------ Given data ------
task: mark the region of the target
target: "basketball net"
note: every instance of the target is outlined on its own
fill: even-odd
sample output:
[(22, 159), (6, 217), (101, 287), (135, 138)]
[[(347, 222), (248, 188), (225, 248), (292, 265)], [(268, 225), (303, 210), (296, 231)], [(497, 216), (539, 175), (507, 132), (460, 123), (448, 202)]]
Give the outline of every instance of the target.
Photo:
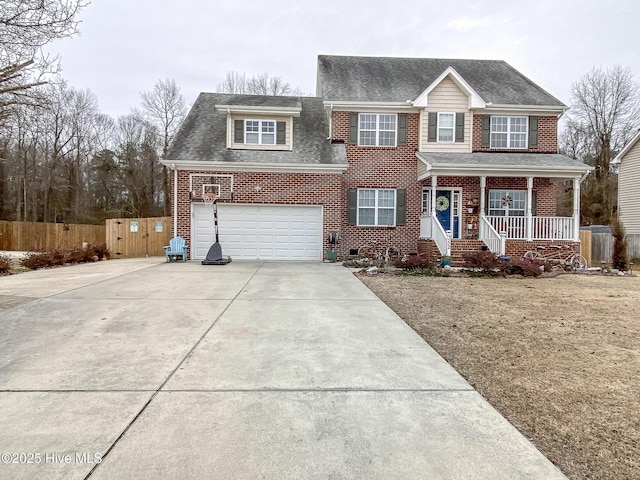
[(213, 205), (217, 199), (218, 196), (215, 193), (205, 193), (202, 195), (202, 201), (205, 205)]

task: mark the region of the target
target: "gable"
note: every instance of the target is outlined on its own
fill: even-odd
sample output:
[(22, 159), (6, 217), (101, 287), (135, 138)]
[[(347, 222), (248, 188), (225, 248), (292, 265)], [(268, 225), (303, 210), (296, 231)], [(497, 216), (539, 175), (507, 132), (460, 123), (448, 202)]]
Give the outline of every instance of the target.
[(457, 109), (484, 108), (486, 103), (453, 67), (447, 68), (413, 101), (415, 107), (433, 106), (434, 99), (456, 98)]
------
*Assigned task:* If you see a picture in the listing, skip it while copying everything else exactly.

*Output below:*
task: mark the region of the target
target: "basketball net"
note: every instance of the target is outlined on its own
fill: even-odd
sample output:
[(22, 159), (6, 217), (101, 287), (135, 138)]
[[(347, 222), (248, 188), (225, 248), (292, 265)], [(268, 225), (303, 210), (296, 231)], [(497, 216), (539, 175), (507, 132), (460, 123), (448, 202)]]
Give the outline of every instance of the target.
Photo:
[(213, 205), (217, 199), (218, 196), (215, 193), (205, 193), (202, 195), (202, 201), (205, 205)]

task: mark the region of the target
target: "gable"
note: every instance of the target is outlined on its own
fill: even-odd
sample output:
[(22, 159), (6, 217), (101, 287), (135, 138)]
[[(347, 222), (248, 188), (225, 248), (292, 265)], [(268, 225), (303, 210), (296, 231)], [(497, 216), (539, 175), (507, 132), (460, 123), (448, 202)]]
Give the outline of every instance of the target.
[(457, 109), (484, 108), (486, 103), (453, 67), (447, 68), (413, 101), (415, 107), (433, 106), (434, 99), (456, 98)]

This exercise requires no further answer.